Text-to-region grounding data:
——
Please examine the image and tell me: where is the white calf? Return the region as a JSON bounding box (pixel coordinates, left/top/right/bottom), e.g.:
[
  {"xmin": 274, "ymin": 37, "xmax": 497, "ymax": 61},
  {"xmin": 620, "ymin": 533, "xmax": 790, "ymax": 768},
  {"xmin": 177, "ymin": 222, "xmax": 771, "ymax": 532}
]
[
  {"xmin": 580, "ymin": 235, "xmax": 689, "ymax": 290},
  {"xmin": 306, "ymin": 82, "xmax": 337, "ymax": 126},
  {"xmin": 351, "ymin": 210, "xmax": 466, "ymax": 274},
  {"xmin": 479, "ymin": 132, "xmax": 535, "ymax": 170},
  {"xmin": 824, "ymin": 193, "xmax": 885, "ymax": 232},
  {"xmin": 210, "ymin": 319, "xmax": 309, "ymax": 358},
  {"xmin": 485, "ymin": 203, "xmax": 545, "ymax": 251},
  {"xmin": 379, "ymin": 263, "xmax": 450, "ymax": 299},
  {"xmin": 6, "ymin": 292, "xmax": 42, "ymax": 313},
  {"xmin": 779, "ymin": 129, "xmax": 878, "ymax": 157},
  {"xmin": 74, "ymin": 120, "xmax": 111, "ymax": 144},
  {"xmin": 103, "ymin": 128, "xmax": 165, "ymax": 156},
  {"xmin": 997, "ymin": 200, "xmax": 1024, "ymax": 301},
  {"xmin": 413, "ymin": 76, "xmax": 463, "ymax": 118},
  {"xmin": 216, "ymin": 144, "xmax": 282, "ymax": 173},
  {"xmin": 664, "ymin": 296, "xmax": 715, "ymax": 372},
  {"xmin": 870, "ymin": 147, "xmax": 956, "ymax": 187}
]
——
## Problem statement
Retype all of the entries precisely as they are.

## Reply to the exercise
Please examine the image and tell me: where is the white calf? Return the region as a JSON bounding box (pixel coordinates, left/top/right/bottom), e.g.:
[
  {"xmin": 274, "ymin": 37, "xmax": 497, "ymax": 61},
  {"xmin": 620, "ymin": 533, "xmax": 790, "ymax": 768},
  {"xmin": 177, "ymin": 222, "xmax": 771, "ymax": 532}
]
[
  {"xmin": 580, "ymin": 235, "xmax": 689, "ymax": 290},
  {"xmin": 306, "ymin": 82, "xmax": 337, "ymax": 126},
  {"xmin": 351, "ymin": 210, "xmax": 466, "ymax": 274},
  {"xmin": 479, "ymin": 132, "xmax": 535, "ymax": 170},
  {"xmin": 824, "ymin": 193, "xmax": 885, "ymax": 232},
  {"xmin": 210, "ymin": 319, "xmax": 309, "ymax": 358},
  {"xmin": 485, "ymin": 203, "xmax": 545, "ymax": 251},
  {"xmin": 379, "ymin": 263, "xmax": 450, "ymax": 299},
  {"xmin": 6, "ymin": 292, "xmax": 42, "ymax": 313},
  {"xmin": 779, "ymin": 129, "xmax": 878, "ymax": 157},
  {"xmin": 74, "ymin": 120, "xmax": 111, "ymax": 144},
  {"xmin": 103, "ymin": 128, "xmax": 165, "ymax": 156},
  {"xmin": 997, "ymin": 200, "xmax": 1024, "ymax": 301},
  {"xmin": 413, "ymin": 76, "xmax": 463, "ymax": 118},
  {"xmin": 216, "ymin": 144, "xmax": 282, "ymax": 173},
  {"xmin": 664, "ymin": 296, "xmax": 715, "ymax": 372},
  {"xmin": 870, "ymin": 147, "xmax": 956, "ymax": 187}
]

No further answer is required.